### EXCERPTED DATA
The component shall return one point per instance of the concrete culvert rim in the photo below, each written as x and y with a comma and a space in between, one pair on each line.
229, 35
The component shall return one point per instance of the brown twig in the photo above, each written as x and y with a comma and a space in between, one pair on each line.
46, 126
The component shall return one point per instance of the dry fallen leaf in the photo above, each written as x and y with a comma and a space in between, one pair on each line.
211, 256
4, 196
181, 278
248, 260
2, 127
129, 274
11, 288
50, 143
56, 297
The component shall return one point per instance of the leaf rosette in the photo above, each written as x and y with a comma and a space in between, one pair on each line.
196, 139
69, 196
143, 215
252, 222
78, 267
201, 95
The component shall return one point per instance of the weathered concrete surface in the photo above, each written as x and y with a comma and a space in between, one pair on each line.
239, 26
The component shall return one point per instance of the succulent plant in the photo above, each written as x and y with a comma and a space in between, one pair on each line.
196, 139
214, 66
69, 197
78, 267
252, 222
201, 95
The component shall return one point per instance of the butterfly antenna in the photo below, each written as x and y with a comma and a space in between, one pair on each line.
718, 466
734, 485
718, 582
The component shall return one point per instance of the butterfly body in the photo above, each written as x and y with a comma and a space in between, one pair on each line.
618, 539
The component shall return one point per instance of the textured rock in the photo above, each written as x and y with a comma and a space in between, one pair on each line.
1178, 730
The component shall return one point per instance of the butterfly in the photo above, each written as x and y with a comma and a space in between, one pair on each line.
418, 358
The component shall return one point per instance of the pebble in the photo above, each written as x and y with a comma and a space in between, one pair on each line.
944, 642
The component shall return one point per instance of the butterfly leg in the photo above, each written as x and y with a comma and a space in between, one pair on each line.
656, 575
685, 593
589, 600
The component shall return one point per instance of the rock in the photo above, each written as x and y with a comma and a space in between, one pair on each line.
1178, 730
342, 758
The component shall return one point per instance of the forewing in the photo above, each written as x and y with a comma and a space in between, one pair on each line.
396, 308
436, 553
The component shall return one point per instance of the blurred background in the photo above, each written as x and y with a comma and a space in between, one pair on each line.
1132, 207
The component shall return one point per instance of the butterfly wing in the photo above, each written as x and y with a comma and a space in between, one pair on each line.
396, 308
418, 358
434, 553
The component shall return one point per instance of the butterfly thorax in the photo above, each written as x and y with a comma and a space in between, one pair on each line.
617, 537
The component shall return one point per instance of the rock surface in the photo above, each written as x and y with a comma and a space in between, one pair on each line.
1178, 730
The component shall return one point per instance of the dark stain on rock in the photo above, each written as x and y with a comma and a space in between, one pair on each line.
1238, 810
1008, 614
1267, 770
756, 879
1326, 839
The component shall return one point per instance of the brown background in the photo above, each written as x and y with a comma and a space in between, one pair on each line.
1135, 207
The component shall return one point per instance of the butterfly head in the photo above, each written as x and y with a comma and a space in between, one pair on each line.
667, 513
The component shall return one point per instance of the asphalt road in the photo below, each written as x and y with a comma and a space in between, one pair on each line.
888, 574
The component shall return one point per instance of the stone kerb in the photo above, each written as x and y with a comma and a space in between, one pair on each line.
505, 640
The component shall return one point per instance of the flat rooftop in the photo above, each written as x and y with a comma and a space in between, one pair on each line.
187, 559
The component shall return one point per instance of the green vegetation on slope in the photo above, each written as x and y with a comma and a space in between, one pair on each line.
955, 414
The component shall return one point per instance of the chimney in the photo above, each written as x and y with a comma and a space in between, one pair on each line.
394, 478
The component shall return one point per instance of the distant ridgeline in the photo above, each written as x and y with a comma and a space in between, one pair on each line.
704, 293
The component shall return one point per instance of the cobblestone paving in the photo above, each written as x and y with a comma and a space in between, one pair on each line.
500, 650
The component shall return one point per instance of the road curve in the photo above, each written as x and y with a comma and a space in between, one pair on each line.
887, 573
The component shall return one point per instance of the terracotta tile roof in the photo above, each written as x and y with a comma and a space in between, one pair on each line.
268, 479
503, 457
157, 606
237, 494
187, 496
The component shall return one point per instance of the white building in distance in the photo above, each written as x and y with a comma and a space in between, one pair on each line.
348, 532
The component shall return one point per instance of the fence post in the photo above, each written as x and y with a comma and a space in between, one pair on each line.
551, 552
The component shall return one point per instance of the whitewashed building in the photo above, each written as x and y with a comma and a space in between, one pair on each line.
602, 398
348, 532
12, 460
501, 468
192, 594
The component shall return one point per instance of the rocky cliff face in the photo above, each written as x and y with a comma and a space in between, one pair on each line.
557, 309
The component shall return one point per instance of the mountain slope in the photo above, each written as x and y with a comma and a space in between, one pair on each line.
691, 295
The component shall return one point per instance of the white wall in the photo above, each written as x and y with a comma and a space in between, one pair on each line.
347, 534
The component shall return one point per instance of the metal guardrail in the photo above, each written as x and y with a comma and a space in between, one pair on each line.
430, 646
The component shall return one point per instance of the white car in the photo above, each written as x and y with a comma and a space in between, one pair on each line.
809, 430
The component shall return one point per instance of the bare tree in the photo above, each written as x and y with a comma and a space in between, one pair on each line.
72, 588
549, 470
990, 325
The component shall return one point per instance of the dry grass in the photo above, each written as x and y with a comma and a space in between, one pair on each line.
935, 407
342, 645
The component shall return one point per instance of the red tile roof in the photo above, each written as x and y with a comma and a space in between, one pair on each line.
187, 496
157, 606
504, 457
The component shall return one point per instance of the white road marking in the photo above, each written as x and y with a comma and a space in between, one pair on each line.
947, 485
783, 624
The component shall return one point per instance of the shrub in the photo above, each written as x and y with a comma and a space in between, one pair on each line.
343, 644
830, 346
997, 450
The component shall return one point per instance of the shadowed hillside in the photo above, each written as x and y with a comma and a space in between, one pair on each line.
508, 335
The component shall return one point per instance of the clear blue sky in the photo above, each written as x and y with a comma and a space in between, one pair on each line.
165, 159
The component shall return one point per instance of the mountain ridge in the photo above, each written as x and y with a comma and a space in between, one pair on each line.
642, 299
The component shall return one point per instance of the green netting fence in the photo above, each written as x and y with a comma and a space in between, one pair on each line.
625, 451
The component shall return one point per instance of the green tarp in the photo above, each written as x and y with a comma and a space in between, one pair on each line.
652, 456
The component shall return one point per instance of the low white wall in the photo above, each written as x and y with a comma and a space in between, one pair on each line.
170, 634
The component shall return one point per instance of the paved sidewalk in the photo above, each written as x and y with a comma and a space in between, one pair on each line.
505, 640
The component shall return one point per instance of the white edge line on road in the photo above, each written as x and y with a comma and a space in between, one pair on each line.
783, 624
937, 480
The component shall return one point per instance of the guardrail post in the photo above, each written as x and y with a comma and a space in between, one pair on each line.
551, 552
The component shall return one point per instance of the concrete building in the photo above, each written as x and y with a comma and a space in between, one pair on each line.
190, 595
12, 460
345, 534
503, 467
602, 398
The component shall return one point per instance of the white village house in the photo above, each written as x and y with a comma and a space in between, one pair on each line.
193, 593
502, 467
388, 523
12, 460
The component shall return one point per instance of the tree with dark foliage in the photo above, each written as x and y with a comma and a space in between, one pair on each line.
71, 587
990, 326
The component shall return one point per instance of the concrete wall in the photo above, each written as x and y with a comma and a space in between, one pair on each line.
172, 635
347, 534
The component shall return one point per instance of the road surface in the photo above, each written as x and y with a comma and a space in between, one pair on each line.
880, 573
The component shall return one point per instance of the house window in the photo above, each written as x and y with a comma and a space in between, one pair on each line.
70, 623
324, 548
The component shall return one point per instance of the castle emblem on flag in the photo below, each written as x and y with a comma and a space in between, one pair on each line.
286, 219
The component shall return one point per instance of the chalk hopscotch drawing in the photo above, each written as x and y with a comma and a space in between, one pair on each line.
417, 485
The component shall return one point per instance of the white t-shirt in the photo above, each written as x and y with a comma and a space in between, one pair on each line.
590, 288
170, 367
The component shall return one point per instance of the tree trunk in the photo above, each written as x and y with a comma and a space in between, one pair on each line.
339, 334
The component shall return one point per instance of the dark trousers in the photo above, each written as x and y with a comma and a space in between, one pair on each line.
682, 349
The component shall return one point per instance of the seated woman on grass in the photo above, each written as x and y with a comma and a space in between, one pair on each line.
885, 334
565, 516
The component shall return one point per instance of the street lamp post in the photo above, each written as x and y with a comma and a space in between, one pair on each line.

### PROBLEM TO WORK ON
Only the line containing "the dark trousers" and the lines after it, up to and including the last line of the data, should appear in the answer, exactly as written.

### OUTPUT FOR THIS EXERCISE
The component shall return one point per instance of the dark trousers in the photo above, each written as x and y with a comma and a space in between, one pair on each line.
682, 349
The component shall return one point per instance of the seated woman on grass in the photo above, each written as x and y with a comma and a space in between, one pair on each line.
885, 334
565, 516
The component shall return one point per instance of the street lamp post in the photo above, each written as x and y with a comma and a space in between, one pair on each line.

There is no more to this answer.